• **TASK GOAL**:
Convert the records below into a numbered list, one line per entry, and leave out any blank lines.

━━━ MATERIAL FOR THE TASK ━━━

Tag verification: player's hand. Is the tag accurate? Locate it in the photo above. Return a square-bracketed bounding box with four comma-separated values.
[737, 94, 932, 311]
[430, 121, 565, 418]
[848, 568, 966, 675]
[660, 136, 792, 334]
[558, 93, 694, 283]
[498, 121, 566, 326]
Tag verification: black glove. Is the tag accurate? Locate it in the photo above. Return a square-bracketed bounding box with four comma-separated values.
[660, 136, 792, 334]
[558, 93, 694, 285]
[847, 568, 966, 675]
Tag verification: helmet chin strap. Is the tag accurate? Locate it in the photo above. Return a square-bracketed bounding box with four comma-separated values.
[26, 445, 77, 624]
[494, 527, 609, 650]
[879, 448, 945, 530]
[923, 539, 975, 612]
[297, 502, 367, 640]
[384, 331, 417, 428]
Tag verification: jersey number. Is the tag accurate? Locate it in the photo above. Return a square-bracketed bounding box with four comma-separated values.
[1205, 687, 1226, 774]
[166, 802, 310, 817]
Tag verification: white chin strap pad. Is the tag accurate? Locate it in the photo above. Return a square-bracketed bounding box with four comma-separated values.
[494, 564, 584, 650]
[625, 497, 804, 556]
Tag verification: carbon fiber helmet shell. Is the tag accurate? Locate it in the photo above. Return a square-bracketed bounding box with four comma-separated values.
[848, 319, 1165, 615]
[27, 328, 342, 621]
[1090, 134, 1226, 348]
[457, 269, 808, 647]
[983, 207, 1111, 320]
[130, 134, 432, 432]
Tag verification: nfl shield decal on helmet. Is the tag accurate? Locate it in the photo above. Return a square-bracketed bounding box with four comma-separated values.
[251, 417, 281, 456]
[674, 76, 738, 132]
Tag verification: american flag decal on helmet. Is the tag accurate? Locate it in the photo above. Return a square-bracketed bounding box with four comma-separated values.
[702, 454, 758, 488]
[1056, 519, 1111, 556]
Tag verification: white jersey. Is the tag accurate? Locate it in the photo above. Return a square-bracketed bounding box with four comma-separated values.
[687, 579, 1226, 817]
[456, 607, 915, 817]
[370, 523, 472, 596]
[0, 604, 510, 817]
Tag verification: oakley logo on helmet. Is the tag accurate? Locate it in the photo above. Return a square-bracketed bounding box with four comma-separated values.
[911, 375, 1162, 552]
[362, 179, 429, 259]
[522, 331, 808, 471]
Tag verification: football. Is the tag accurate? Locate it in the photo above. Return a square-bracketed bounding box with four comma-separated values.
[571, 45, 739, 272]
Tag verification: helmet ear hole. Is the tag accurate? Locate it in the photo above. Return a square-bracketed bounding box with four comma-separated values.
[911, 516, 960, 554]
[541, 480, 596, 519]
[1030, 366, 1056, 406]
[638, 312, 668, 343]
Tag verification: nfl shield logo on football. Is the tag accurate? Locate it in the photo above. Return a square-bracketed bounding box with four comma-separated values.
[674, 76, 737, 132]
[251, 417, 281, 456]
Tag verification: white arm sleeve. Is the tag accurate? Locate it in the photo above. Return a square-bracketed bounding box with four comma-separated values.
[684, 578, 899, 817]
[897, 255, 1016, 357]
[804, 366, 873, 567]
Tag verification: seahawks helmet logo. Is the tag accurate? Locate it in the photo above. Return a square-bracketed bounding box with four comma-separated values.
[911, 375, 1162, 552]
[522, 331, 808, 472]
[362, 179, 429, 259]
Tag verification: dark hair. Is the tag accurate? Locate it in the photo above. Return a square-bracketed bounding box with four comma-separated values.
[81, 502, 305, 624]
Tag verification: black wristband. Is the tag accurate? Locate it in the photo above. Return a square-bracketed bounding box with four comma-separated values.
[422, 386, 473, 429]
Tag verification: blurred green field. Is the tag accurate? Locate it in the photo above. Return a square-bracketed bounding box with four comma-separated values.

━━━

• **RESULT**:
1. Tag verification: player's hand. Is the tag accurate? Locate it in the photo above. Return a square-bracketed bounding box with four comma-separated values.
2. [737, 94, 932, 311]
3. [430, 121, 565, 418]
4. [848, 568, 966, 675]
5. [660, 136, 792, 334]
6. [558, 93, 694, 283]
7. [498, 121, 566, 326]
8. Tag verification: black glove. Is the tag accurate? Locate it in the photo above. Return a square-bracketed bounding box with four comma-separated values.
9. [660, 136, 792, 334]
10. [558, 93, 694, 285]
11. [847, 568, 966, 675]
12. Tag verification: helmet chin strap. Is the tag accurate? Locate it in the photo above. Return a square-bracketed bounding box with four comma-separated values.
13. [26, 445, 77, 624]
14. [494, 527, 609, 650]
15. [879, 448, 945, 530]
16. [923, 539, 975, 612]
17. [297, 502, 367, 640]
18. [384, 331, 417, 428]
19. Tag verification: jersey number. Is the tag accurate? Locate it in the photo above. Return a square-bracketed bounding box with four comma-separated values.
20. [1205, 687, 1226, 774]
21. [166, 802, 310, 817]
22. Tag verification: white chin strap pad. Is the tag accurate? Locate it in the photo above. Return a square-bracketed bounding box with four comma-separated values.
23. [494, 564, 584, 650]
24. [625, 497, 804, 556]
25. Tag verification: carbon fiber helmet shell. Is the tag accurate? Locate it in the photo above. Return a square-bracketed bounding box with four comma-separated values.
26. [848, 319, 1165, 615]
27. [27, 328, 342, 621]
28. [1090, 134, 1226, 348]
29. [457, 269, 808, 647]
30. [983, 207, 1111, 320]
31. [130, 134, 432, 432]
32. Tag verification: nfl shield decal on helmet. Is the tag accurate? Locate it in the photo above. Return a square-bracketed bounding box with four comma-separated values.
33. [251, 417, 281, 456]
34. [674, 76, 738, 132]
35. Tag verification: american flag decal on helmet. Is the tag accurate? Locate it in the photo above. Return a square-bracketed bounding box with four comma-separated values.
36. [702, 454, 758, 488]
37. [1056, 519, 1111, 556]
38. Tag verification: white jersey. Is the tag accurate? Locate it in the photo above. Return a square-bracketed bounding box with four comma-separated values.
39. [687, 579, 1226, 817]
40. [456, 607, 915, 817]
41. [370, 523, 472, 596]
42. [0, 604, 510, 817]
43. Tag verification: oakley logo on helmet. Is the tag accurate? Locate it in the photo above. Return a square-bracketed bounding box with four comma-separated values.
44. [911, 375, 1162, 552]
45. [362, 179, 429, 259]
46. [522, 331, 808, 471]
47. Tag verification: football. Is the tag accurate? Locate it in the photo above. Return a square-bracketed bounding box with four comma-separated values.
48. [571, 45, 739, 272]
49. Tag verification: helmet ear hole. Is the tag accurate? Locate it in the photo above. Return a square-bracketed bounding box with four comma-separated values.
50. [911, 516, 960, 554]
51. [541, 480, 596, 519]
52. [1030, 366, 1056, 406]
53. [638, 312, 668, 343]
54. Tag verification: nfl shield logo on football. Is the tag accurate? Locate it in the photo above. Return a square-bracketed bounding box with four comma-separated values.
55. [674, 76, 737, 132]
56. [251, 417, 281, 456]
57. Tag verification: white arm sleeve. Is the tag accurate? Locate it in the photo above. Return a square-bracketed bounding box with four comma-separated values.
58. [684, 578, 899, 817]
59. [897, 255, 1016, 357]
60. [804, 366, 873, 567]
61. Tag verification: seahawks helmet logo. Is the tag accurate? Locate it in the photo above. Return a square-bracketed bounding box with four comma-separated values.
62. [911, 375, 1162, 552]
63. [522, 331, 808, 472]
64. [362, 179, 429, 259]
65. Tag verification: dark hair. Is the tag accurate? Locate it in the photo above. Return a square-bracketed bounding box with four comma-separated values.
66. [81, 502, 305, 624]
67. Tag verification: black wristband. Is the tag accurate? Locate it in the photo above. Return a square-bracketed bounding box with four comma-separated values.
68. [422, 386, 473, 429]
69. Tag verification: blurred green field. Is the tag accurate? Locate it in the photo above. Return a square-bracketed bounding box with four comma-separated values.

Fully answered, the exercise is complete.